**AIM 1**
In the excerpt on anomaly detection, why can't the approach rely on supervised malicious labels?

──────── SELECTION ────────

A safety layer that ignores args will often miss the strongest indicators of unusual behavior.

D) Outcome anomalies (returnValue)

Non-zero return codes (or unusual return patterns) can indicate failed access attempts, probing, or misconfiguration. In isolation, errors aren’t malicious—but in combination with other signals, they can raise risk.

4.2 Attacker and operational assumptions

This dataset reflects two realistic constraints common in cybersecurity:

Incomplete attack labels
Training/validation do not include evil=1, so we cannot rely on supervised malicious labels.
Distribution shift / incident conditions
What “normal” looks like can change rapidly. A threshold tuned for rare anomalies during normal operations can fail when the environment becomes attack-heavy. Resilience requires adapting the alerting policy (e.g., by increasing alert budget or switching to incident-mode behavior).

──────── PROVIDED INFORMATION ────────

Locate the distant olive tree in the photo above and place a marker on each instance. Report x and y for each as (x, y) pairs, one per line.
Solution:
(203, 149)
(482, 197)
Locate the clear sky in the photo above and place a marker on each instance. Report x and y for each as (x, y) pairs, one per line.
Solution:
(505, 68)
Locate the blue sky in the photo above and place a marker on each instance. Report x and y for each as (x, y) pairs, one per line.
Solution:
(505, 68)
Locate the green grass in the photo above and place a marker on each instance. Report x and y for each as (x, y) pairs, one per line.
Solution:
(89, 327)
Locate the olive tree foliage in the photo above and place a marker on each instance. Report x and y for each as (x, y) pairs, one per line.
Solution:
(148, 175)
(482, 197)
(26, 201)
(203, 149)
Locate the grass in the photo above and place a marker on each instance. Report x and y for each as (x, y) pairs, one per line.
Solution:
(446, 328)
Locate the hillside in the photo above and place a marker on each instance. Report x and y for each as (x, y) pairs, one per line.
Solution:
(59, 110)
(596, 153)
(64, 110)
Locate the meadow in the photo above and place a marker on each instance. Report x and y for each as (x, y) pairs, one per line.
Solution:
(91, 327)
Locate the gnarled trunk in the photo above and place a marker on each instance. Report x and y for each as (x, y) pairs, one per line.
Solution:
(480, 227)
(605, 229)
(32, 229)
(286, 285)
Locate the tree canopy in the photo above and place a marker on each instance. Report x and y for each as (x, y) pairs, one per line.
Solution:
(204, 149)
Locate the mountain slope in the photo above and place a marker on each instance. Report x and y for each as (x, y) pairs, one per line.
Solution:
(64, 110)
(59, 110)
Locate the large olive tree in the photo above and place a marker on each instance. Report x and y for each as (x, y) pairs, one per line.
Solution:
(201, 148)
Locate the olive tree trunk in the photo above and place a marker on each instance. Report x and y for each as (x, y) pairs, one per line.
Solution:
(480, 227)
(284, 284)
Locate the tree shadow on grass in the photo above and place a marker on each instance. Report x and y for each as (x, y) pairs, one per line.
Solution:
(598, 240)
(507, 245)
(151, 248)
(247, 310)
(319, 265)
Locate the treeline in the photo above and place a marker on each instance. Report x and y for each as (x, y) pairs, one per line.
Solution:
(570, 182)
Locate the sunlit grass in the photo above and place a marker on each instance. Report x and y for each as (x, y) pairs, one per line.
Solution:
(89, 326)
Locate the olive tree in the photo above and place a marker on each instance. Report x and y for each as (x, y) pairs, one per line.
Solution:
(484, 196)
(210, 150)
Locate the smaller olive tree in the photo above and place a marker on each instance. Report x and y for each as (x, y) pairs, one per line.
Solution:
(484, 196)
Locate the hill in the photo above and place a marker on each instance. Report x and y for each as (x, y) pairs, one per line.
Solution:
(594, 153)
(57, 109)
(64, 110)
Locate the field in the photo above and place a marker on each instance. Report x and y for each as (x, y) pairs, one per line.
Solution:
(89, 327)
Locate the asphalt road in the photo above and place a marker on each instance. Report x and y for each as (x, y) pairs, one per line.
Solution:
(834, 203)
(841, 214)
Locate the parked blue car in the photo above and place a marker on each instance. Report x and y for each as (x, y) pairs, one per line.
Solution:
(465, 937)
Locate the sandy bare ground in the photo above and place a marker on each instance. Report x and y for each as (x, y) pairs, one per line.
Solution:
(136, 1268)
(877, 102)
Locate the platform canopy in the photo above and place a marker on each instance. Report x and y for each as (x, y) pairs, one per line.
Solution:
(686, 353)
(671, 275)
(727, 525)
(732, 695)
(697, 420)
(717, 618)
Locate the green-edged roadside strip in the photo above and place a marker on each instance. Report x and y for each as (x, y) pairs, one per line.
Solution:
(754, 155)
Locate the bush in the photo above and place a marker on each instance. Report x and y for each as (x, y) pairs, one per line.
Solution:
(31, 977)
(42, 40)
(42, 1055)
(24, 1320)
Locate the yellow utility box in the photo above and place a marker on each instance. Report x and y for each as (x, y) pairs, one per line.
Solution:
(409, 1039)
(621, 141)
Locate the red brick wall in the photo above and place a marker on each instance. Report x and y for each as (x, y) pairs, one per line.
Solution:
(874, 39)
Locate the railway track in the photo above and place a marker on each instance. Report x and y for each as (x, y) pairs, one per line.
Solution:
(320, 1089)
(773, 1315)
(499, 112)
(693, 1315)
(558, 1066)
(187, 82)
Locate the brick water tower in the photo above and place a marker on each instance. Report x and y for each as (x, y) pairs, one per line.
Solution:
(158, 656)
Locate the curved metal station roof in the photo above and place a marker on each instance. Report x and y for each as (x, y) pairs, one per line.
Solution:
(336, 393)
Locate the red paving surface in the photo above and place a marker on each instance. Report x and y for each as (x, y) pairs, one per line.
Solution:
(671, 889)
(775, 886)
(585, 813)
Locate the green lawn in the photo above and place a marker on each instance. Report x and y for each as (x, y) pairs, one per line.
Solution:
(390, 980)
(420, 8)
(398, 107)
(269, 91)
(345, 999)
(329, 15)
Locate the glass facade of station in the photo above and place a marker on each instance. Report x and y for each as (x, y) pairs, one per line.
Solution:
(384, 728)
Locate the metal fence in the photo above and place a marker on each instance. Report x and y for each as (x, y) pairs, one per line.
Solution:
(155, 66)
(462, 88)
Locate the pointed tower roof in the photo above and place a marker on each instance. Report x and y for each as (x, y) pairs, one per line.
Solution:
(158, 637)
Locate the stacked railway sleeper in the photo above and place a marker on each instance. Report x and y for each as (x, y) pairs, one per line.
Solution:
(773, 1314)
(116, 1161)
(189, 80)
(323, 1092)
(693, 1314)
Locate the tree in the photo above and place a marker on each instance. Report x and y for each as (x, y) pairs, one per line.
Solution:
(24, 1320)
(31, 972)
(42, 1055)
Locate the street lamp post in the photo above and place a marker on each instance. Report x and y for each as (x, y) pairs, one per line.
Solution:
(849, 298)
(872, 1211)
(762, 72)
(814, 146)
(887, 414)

────────

**AIM 2**
Pull out every row that contains the string "canopy".

**COMPLETE RESPONSE 1**
The training and validation data do not include evil=1, so the attack labels are incomplete and there are no malicious labels for supervised learning.

**COMPLETE RESPONSE 2**
Locate the tree canopy in the photo above and place a marker on each instance. Report x and y for each as (x, y) pairs, one per line.
Locate the platform canopy in the photo above and place a marker on each instance. Report x and y for each as (x, y) pairs, one per line.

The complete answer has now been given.